## Data to use
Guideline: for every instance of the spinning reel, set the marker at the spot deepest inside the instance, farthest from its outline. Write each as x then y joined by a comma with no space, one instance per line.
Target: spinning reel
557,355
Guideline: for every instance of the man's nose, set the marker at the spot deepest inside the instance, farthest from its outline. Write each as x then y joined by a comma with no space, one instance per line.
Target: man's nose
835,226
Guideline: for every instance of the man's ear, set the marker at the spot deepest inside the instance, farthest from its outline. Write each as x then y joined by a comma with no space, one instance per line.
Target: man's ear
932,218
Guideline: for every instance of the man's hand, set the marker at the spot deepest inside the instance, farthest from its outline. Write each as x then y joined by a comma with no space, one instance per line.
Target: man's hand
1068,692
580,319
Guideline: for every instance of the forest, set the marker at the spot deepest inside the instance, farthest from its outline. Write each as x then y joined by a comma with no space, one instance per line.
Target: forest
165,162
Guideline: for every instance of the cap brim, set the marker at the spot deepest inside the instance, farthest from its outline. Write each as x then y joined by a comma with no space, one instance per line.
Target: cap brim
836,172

## Given problem
Rewrite the listing above with "marker" changed to "pin" wherever it occurs, leaving every other character as it is.

## Solution to this problem
Guideline: for every instance of the spinning reel, set the pin at the spot deepest inside the instance, farthest from its outline. Write each as x then y joined by a comma with no space, one instance per line.
Target: spinning reel
557,355
Guideline: for every instance of the man's nose, set the pin at the spot deepest inside the instance, farthest from its outline. Write each as x then y joined by a comma with no space, one instance per line.
Target: man's nose
835,226
Guideline: for every instance of the man's ear, set the pin at the spot deepest inside the instance, farthest from its outline. Write each as x then y joined by a comma with no space, one instance per line.
Target: man's ear
932,218
Guideline: for every instance of the man's hand, set the pin at the spot deepest inside the instance, farthest from its outline. Write each as x then y joined by a comma with no space, one instance per line.
Target: man's hand
1068,692
580,319
Guideline: for every instance of the forest, set the pin at the spot deepest inside the instance, farthest from its outline. Write each as x then y joined by a comma with no space, one instance per line.
Target: forest
165,162
Guideline: for every instance of the cap brim, set the pin at the spot deepest inside the instance, farthest from its outline. Write each as x then y joined by a comma with no space, one instance per line.
Target: cap brim
836,172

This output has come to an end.